═════ Records to use ═════
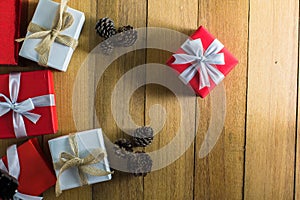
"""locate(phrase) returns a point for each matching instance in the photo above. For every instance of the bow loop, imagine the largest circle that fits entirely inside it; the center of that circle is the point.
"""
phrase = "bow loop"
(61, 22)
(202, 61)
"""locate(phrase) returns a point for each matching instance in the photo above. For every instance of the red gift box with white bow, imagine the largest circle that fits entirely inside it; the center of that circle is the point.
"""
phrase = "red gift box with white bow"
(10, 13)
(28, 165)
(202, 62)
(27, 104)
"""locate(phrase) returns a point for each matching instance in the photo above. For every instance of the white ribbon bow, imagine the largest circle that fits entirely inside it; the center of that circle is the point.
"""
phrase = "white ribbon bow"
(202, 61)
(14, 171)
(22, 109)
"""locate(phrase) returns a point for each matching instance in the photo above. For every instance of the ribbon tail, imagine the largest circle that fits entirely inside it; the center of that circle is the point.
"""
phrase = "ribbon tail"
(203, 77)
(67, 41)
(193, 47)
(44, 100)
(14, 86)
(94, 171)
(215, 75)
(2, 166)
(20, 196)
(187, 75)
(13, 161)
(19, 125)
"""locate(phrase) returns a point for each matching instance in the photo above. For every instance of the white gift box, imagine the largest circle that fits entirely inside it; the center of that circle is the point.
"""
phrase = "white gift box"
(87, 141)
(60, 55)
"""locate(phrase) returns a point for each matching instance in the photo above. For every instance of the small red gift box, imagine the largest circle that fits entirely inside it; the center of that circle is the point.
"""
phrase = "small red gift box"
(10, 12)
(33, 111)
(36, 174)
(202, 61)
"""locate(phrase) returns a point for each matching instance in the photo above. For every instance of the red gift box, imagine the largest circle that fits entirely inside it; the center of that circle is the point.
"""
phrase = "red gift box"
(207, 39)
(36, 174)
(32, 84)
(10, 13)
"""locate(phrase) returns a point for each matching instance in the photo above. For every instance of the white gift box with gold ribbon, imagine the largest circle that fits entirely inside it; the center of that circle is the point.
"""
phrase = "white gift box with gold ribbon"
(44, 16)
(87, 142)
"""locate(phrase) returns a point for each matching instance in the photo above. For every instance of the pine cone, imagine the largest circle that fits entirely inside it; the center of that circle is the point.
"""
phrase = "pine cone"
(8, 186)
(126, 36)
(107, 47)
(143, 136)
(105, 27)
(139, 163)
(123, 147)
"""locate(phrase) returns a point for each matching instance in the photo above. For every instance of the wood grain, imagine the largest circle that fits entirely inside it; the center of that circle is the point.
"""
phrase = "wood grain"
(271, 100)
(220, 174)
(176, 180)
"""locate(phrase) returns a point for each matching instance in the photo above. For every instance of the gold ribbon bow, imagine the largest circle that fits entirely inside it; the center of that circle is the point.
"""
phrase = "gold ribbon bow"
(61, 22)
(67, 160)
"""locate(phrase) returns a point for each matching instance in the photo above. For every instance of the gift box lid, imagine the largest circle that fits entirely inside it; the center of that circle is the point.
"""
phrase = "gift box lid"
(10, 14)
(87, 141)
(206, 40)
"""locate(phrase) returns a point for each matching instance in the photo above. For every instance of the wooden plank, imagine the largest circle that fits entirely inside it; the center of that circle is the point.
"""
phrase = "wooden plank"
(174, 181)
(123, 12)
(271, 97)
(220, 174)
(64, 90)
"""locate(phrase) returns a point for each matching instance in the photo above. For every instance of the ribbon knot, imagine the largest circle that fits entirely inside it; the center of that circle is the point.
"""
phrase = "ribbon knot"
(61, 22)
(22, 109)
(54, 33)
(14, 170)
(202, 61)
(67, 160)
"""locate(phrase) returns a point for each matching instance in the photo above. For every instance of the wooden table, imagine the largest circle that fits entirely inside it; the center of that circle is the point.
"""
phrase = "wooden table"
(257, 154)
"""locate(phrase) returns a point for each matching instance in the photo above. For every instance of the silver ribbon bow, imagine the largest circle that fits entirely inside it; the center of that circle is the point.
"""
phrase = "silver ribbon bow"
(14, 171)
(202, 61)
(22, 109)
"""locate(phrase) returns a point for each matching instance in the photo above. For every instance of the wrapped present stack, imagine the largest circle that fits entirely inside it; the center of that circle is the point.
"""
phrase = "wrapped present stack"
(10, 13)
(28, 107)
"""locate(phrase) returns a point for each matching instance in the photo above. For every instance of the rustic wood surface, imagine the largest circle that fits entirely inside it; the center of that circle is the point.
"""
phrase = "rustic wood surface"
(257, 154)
═════
═════ Records to use ═════
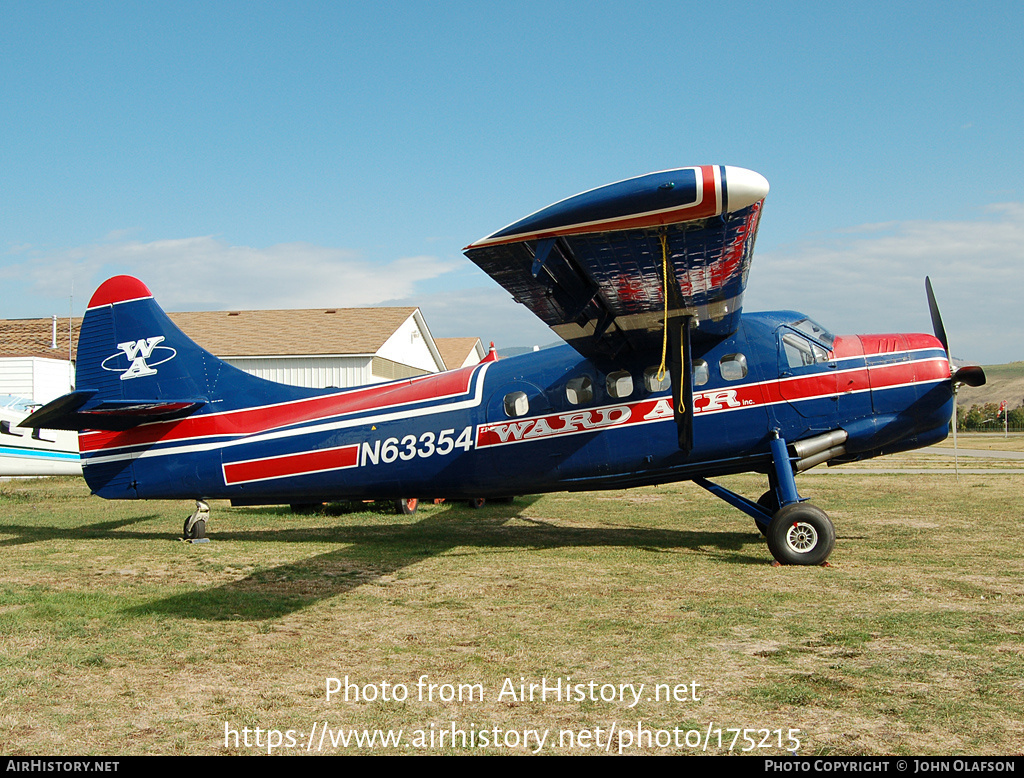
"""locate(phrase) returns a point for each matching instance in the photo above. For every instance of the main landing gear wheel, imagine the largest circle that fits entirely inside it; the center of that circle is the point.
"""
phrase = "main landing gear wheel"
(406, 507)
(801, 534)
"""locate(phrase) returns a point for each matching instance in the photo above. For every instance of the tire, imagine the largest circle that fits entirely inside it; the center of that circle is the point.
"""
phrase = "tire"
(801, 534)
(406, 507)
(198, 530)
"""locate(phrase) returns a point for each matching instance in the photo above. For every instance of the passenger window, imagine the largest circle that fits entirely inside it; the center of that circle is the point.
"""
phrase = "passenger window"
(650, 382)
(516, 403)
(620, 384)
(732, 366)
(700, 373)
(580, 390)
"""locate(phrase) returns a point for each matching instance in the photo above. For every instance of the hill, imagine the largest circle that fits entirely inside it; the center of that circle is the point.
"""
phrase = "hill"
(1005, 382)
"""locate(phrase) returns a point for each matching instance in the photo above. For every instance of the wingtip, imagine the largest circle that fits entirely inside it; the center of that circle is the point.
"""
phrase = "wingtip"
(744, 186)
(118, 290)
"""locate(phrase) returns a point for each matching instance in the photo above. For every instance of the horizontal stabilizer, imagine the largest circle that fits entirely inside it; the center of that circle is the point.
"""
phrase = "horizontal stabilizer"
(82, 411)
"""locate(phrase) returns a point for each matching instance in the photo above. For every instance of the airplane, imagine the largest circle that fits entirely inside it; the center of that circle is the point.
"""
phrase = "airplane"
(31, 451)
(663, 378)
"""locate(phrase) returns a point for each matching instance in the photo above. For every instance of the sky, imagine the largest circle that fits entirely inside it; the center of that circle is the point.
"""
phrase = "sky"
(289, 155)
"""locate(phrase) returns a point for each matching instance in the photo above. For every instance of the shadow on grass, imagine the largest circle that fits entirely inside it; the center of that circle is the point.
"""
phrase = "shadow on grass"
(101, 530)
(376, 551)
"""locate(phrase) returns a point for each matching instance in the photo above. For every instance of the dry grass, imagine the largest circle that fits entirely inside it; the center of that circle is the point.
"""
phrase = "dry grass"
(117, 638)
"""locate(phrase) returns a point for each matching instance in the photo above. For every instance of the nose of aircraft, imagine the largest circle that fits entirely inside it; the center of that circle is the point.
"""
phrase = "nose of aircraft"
═════
═════ Records to use ═════
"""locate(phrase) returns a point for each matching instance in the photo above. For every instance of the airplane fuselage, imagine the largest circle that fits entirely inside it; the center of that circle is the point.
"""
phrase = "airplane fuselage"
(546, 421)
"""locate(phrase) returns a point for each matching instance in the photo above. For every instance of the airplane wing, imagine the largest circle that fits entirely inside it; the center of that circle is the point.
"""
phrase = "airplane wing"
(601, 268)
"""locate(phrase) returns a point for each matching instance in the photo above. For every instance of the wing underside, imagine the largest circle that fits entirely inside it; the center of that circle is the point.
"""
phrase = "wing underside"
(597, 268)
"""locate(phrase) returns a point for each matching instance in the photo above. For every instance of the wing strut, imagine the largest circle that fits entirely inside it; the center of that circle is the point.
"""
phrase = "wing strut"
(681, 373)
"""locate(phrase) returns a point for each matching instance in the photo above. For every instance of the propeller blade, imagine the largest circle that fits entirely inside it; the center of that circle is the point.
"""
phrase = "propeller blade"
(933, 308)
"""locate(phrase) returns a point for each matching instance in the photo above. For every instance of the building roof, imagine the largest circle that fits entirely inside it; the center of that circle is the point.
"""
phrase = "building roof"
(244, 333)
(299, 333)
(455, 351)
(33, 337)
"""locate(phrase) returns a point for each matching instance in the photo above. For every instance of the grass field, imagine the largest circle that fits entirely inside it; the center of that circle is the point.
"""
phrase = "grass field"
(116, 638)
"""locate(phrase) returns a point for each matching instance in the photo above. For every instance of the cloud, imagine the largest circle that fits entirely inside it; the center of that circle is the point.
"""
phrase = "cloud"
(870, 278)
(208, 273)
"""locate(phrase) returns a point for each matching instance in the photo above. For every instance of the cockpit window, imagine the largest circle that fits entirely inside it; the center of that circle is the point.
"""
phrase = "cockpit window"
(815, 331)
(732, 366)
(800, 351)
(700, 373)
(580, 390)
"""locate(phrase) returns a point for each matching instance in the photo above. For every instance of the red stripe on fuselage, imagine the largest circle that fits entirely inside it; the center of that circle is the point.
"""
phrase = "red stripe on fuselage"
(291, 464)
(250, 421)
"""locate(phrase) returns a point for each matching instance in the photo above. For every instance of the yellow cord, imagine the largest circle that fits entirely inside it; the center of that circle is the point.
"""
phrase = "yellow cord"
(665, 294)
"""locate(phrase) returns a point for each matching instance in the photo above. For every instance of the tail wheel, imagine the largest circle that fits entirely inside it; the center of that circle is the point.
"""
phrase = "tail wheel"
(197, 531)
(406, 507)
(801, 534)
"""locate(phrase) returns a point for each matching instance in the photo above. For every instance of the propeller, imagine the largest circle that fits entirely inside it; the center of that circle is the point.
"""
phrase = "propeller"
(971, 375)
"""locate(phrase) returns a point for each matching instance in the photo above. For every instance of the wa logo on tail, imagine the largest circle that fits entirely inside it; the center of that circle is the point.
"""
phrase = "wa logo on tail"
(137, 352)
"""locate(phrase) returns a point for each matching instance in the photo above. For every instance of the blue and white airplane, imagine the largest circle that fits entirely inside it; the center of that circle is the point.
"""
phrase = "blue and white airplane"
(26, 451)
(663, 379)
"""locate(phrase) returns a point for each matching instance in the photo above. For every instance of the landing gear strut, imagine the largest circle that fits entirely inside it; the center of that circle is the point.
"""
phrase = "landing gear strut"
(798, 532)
═════
■ **What this task involves**
How many lines of the material above contain the string "propeller"? Give only the number.

■ **Result**
4